─── Data provided ───

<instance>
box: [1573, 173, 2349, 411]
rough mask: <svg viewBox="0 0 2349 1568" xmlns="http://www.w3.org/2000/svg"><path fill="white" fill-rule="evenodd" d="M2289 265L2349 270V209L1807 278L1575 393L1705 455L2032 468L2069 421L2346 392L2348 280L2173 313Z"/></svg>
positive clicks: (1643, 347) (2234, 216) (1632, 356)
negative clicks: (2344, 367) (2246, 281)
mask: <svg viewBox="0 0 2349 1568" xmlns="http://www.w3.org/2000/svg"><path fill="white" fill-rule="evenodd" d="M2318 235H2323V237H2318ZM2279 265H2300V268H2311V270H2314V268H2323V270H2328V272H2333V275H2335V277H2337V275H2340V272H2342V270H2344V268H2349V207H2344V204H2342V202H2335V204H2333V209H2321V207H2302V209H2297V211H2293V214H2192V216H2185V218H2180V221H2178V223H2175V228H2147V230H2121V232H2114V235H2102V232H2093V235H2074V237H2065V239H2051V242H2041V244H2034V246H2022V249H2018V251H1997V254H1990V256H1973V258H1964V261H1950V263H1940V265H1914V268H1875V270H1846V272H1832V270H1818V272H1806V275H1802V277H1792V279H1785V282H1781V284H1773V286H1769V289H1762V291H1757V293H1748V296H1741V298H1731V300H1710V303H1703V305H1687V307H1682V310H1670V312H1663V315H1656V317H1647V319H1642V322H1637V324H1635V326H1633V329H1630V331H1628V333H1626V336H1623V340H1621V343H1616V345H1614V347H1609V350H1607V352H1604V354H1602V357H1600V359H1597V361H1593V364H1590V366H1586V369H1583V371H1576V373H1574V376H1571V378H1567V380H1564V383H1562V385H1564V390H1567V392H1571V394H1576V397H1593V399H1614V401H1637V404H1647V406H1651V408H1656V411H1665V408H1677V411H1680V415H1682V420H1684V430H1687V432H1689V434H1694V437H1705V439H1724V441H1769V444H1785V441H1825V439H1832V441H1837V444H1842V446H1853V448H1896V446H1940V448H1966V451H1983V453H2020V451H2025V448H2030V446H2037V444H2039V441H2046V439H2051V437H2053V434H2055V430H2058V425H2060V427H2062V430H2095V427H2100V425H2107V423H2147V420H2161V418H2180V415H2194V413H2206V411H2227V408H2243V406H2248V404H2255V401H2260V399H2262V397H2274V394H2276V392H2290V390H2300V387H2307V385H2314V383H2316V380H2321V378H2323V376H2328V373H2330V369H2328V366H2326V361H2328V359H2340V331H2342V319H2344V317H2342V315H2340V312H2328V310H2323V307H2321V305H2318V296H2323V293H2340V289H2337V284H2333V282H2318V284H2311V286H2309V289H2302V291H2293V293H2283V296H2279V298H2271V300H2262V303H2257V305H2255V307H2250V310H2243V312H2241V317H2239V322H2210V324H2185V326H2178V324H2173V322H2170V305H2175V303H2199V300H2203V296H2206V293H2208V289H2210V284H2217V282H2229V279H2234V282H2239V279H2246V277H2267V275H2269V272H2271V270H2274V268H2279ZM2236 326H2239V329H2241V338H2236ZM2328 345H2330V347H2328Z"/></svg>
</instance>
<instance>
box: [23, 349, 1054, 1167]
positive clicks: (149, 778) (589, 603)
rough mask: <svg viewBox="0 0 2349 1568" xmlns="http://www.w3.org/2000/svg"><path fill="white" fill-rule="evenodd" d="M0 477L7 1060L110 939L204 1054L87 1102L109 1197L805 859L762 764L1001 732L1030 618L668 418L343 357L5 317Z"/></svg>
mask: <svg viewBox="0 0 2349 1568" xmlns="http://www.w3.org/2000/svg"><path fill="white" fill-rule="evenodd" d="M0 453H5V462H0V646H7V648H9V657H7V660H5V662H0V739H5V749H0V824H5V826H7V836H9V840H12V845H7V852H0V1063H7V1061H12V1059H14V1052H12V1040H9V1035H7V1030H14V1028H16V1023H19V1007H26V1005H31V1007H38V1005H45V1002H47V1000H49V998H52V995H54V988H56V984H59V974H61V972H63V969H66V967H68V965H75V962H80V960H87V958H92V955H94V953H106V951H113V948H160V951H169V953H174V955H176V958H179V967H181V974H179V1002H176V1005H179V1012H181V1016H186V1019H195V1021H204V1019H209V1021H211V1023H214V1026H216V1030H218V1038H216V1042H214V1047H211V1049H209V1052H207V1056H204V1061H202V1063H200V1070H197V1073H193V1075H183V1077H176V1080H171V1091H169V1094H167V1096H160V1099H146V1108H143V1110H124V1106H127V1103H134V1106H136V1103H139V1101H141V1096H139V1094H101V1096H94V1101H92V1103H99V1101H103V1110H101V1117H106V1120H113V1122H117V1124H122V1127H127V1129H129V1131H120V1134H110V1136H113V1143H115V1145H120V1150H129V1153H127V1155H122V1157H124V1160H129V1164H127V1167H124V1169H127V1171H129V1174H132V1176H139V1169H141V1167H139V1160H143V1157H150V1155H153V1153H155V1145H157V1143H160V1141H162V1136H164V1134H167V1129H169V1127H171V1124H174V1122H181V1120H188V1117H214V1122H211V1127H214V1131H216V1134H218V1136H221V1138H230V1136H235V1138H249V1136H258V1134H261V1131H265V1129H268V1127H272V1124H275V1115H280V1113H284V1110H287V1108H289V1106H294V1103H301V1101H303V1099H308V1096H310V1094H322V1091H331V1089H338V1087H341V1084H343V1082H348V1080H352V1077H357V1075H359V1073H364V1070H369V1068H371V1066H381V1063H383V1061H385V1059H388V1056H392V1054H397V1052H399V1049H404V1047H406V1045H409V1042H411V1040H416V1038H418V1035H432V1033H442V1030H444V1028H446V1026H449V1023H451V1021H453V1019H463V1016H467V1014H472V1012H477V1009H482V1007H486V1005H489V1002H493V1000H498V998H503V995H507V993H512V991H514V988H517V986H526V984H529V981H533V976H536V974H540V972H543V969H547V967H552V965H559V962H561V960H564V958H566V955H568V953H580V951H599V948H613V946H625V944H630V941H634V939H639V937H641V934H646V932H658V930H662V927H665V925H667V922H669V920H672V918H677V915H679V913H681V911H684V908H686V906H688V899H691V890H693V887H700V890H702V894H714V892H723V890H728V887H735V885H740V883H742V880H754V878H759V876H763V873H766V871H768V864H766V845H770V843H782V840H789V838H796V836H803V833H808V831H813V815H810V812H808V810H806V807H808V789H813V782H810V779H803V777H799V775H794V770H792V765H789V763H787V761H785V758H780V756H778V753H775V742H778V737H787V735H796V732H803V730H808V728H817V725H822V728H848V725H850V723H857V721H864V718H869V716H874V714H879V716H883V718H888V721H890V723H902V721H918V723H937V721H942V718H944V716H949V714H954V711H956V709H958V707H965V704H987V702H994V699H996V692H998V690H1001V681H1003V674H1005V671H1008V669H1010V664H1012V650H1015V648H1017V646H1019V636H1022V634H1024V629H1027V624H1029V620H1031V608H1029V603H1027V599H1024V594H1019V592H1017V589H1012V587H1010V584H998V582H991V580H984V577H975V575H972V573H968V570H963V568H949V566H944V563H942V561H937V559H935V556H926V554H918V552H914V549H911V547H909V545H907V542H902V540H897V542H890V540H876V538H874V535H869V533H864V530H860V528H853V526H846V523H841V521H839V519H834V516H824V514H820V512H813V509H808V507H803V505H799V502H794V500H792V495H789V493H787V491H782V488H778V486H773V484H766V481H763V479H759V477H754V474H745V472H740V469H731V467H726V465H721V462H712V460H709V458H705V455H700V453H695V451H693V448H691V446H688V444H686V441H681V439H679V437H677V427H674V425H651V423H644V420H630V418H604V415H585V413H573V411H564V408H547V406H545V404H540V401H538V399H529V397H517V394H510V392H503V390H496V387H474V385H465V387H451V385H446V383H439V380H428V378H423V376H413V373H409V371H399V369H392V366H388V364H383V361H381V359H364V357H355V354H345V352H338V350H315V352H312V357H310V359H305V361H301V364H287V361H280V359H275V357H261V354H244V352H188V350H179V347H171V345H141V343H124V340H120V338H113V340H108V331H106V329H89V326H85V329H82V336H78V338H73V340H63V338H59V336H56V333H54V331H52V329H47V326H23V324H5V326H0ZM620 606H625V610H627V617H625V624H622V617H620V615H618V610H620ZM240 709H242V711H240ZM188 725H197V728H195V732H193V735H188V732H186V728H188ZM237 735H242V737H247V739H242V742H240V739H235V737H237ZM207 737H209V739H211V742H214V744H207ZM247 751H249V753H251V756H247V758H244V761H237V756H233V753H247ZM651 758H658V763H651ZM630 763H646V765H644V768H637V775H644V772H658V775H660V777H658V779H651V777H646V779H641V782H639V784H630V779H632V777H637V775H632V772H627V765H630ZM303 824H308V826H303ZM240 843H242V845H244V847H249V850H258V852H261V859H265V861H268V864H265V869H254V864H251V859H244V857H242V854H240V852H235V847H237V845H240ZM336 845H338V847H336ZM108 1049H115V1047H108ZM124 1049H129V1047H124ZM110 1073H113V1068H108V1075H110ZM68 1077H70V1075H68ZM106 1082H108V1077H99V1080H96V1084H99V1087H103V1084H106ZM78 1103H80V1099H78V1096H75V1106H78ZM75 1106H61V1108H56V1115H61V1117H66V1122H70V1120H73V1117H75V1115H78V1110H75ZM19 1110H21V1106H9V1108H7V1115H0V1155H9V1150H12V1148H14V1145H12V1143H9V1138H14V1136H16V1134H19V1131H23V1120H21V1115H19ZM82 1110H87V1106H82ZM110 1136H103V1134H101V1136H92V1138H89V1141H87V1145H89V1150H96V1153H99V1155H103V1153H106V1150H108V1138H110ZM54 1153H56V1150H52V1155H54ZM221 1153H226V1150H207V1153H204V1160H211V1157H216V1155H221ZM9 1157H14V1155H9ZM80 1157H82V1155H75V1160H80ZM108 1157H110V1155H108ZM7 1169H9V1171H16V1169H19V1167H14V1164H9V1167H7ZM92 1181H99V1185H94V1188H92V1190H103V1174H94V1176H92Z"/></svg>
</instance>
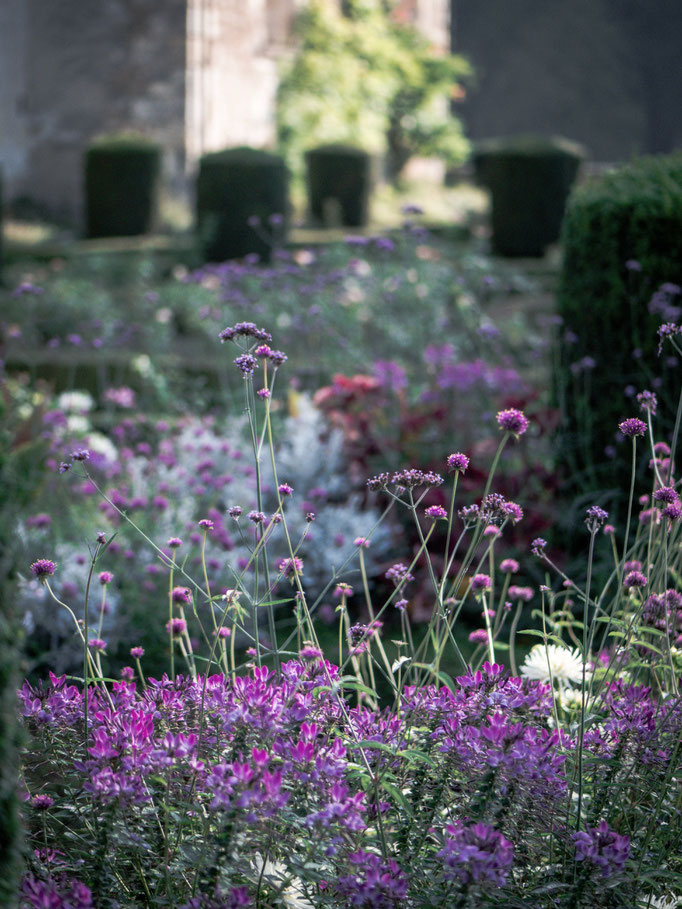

───

Problem description: Whenever a line of the records holds the string "positive", pick it out and copy it.

Response:
positive clicks: (1643, 347) (2234, 216) (1632, 356)
positive clicks: (149, 778) (589, 603)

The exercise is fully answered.